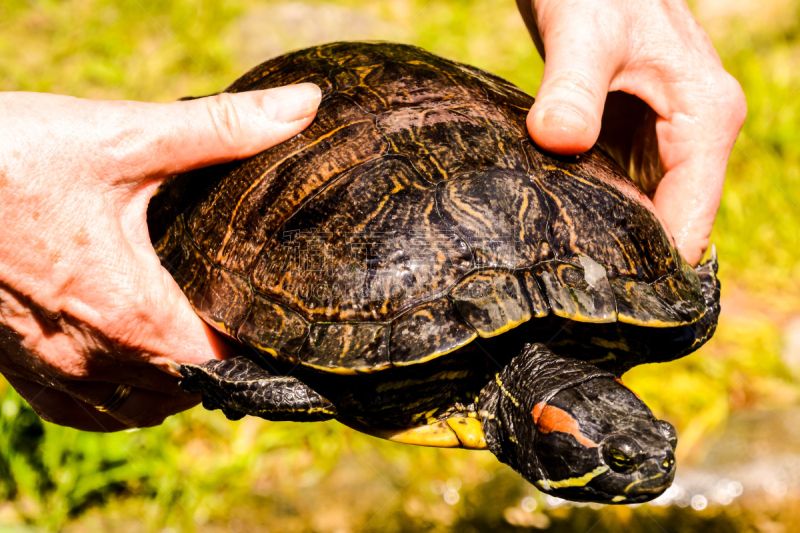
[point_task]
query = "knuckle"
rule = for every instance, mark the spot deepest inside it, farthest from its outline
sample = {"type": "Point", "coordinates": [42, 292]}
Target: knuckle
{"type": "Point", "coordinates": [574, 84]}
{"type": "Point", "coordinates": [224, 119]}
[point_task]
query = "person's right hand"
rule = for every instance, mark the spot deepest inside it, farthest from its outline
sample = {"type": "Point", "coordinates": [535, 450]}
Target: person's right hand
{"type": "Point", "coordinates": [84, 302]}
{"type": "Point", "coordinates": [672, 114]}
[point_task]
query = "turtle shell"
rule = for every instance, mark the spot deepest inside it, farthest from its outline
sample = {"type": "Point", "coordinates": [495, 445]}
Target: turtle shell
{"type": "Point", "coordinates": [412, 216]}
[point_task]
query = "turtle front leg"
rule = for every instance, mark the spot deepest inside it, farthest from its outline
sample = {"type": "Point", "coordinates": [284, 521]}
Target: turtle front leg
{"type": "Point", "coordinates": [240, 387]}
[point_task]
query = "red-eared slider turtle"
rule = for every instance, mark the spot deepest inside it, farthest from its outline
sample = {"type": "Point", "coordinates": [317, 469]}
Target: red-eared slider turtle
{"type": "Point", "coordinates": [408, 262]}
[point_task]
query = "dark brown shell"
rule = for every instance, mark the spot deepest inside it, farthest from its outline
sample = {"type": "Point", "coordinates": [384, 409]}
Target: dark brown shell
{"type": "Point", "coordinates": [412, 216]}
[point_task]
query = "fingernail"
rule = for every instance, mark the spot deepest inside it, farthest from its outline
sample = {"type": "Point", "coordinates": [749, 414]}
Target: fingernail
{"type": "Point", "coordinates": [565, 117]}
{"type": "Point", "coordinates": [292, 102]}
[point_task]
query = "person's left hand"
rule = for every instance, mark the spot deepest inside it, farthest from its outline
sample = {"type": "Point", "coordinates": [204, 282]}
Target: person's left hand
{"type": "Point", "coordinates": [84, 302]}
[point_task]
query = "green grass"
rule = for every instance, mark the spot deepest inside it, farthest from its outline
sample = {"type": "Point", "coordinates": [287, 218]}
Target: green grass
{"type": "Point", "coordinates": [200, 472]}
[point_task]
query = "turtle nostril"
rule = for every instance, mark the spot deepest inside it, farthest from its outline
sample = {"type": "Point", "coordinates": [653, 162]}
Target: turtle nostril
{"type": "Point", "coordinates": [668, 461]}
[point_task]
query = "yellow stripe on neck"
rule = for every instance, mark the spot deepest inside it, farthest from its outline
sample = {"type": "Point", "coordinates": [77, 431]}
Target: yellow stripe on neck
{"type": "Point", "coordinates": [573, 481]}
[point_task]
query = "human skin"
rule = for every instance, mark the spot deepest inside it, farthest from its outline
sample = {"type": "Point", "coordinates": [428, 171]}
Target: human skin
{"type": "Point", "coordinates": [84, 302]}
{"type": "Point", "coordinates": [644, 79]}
--
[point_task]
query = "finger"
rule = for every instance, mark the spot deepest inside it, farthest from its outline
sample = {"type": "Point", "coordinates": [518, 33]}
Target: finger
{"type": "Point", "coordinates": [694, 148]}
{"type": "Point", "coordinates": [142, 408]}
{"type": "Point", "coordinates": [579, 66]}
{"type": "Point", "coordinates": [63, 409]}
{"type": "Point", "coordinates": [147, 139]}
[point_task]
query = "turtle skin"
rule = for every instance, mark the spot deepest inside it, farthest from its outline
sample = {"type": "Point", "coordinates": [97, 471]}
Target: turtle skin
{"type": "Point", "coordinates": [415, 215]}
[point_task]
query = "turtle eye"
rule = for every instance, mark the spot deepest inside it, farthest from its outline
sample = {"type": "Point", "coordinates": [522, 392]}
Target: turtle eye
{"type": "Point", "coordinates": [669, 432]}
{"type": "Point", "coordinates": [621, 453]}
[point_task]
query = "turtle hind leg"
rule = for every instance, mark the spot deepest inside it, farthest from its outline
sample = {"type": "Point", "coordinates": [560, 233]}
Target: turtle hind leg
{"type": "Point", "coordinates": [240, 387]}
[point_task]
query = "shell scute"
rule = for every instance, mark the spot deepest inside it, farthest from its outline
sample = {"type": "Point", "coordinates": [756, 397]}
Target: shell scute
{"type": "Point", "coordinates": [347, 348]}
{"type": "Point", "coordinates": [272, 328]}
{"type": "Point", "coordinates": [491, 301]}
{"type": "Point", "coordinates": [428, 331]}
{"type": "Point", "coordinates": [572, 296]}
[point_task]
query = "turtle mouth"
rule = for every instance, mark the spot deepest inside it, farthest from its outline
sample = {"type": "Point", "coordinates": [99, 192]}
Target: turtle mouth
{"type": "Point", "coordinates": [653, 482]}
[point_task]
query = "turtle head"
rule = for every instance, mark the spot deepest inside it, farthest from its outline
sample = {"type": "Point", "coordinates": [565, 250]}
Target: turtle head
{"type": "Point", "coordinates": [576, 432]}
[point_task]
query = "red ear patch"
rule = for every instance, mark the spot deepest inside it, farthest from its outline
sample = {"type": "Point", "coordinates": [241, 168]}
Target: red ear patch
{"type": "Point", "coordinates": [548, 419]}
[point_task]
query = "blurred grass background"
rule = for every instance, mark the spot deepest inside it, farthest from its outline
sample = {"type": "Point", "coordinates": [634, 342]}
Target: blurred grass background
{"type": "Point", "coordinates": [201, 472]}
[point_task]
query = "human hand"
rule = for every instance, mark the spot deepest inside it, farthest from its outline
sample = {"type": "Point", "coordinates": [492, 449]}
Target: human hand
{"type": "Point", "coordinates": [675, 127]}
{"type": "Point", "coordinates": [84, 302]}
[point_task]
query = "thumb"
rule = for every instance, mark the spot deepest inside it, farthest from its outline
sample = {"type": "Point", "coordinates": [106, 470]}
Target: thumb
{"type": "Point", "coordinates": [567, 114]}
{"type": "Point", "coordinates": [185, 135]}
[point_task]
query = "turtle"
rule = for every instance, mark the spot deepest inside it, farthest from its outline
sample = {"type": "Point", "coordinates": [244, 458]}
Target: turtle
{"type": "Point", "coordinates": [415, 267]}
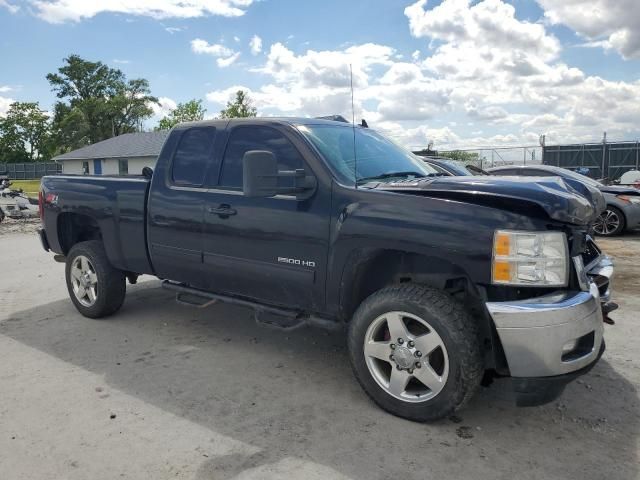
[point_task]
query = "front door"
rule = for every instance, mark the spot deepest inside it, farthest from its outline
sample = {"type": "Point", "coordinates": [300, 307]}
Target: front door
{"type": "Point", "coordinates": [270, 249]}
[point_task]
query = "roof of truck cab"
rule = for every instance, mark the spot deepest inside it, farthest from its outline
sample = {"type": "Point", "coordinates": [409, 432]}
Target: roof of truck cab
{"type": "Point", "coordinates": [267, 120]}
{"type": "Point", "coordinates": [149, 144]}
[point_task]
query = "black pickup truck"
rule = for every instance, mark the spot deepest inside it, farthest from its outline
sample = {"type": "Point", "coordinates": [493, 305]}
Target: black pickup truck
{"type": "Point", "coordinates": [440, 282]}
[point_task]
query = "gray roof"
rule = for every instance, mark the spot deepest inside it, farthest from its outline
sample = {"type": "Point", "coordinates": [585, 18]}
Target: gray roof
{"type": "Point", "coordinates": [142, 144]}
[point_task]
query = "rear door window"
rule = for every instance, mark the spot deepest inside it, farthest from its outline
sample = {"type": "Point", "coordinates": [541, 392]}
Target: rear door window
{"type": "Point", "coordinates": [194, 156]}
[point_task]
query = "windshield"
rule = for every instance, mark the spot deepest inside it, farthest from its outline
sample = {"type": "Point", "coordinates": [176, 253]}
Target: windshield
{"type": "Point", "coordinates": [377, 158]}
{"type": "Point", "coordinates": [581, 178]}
--
▶ [WORK TO COMPLETE] How many of the lines above contain the string "stripe"? Reply with the number alone.

▶ [ANSWER BELOW] 2